Dataset records
------------------------------

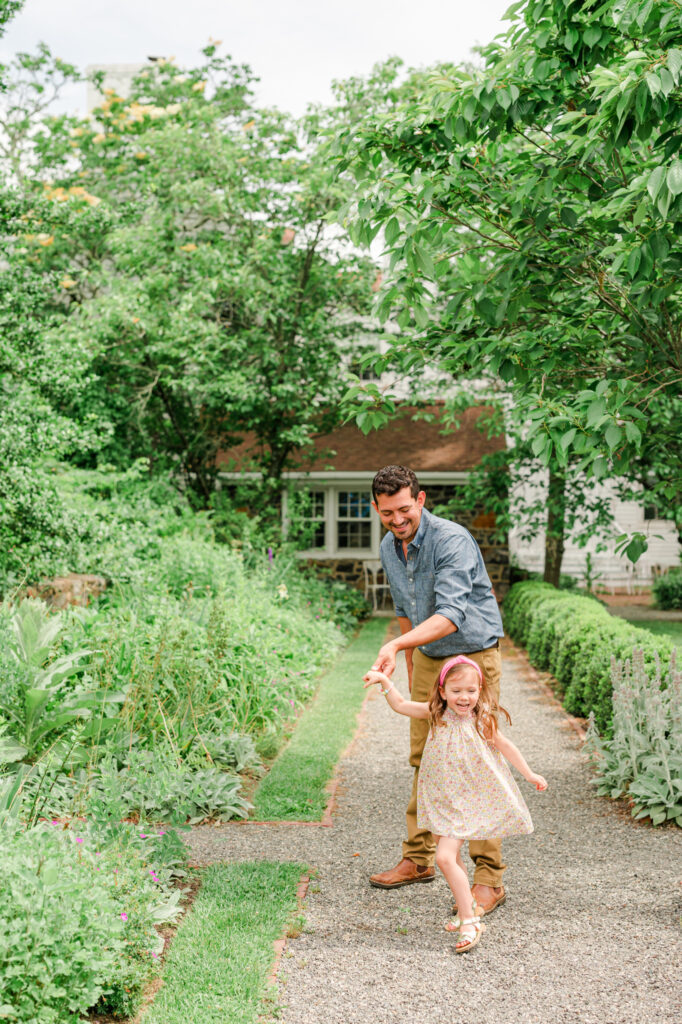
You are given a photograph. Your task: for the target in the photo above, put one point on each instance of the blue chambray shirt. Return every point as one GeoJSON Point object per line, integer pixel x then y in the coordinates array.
{"type": "Point", "coordinates": [443, 574]}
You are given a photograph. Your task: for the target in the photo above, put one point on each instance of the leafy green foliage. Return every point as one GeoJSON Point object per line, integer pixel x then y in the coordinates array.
{"type": "Point", "coordinates": [531, 211]}
{"type": "Point", "coordinates": [668, 590]}
{"type": "Point", "coordinates": [643, 759]}
{"type": "Point", "coordinates": [78, 920]}
{"type": "Point", "coordinates": [574, 638]}
{"type": "Point", "coordinates": [189, 245]}
{"type": "Point", "coordinates": [43, 708]}
{"type": "Point", "coordinates": [218, 966]}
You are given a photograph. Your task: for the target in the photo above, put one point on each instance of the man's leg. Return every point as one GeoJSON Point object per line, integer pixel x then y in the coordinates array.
{"type": "Point", "coordinates": [420, 845]}
{"type": "Point", "coordinates": [486, 854]}
{"type": "Point", "coordinates": [419, 849]}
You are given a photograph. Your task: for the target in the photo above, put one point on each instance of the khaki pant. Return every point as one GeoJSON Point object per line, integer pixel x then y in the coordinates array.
{"type": "Point", "coordinates": [420, 845]}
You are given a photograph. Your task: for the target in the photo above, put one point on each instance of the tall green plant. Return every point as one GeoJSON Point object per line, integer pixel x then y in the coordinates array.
{"type": "Point", "coordinates": [44, 709]}
{"type": "Point", "coordinates": [643, 760]}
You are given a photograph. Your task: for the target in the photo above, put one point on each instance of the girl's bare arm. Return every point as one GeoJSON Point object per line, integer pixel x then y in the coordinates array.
{"type": "Point", "coordinates": [413, 709]}
{"type": "Point", "coordinates": [515, 758]}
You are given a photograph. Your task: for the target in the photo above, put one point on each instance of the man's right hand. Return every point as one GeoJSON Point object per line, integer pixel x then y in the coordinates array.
{"type": "Point", "coordinates": [385, 659]}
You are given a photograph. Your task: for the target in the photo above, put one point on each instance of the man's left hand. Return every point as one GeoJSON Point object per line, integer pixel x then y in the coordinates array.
{"type": "Point", "coordinates": [385, 659]}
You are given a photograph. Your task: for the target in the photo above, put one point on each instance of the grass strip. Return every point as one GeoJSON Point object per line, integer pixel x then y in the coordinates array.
{"type": "Point", "coordinates": [218, 965]}
{"type": "Point", "coordinates": [662, 627]}
{"type": "Point", "coordinates": [294, 788]}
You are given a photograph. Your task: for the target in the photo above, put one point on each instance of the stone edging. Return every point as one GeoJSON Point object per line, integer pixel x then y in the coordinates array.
{"type": "Point", "coordinates": [281, 944]}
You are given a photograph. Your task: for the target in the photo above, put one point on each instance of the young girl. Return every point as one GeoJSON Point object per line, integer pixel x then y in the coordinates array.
{"type": "Point", "coordinates": [466, 790]}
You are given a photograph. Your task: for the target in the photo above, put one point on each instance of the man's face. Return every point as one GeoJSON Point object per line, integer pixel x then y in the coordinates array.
{"type": "Point", "coordinates": [400, 512]}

------------------------------

- INSTRUCTIONS FOR THE TASK: Rewrite everything from the line containing "the man's face." down to the last of the lines above, requests included. Move every coordinate in the answers by adding 54 to each number.

- SOLUTION TO THIS TASK:
You are given a photograph. Your task: for the target in the photo above, put one point on each instance of the man's face. Return every point as one GeoJSON Point object per line, integer pixel x then y in the coordinates array.
{"type": "Point", "coordinates": [454, 566]}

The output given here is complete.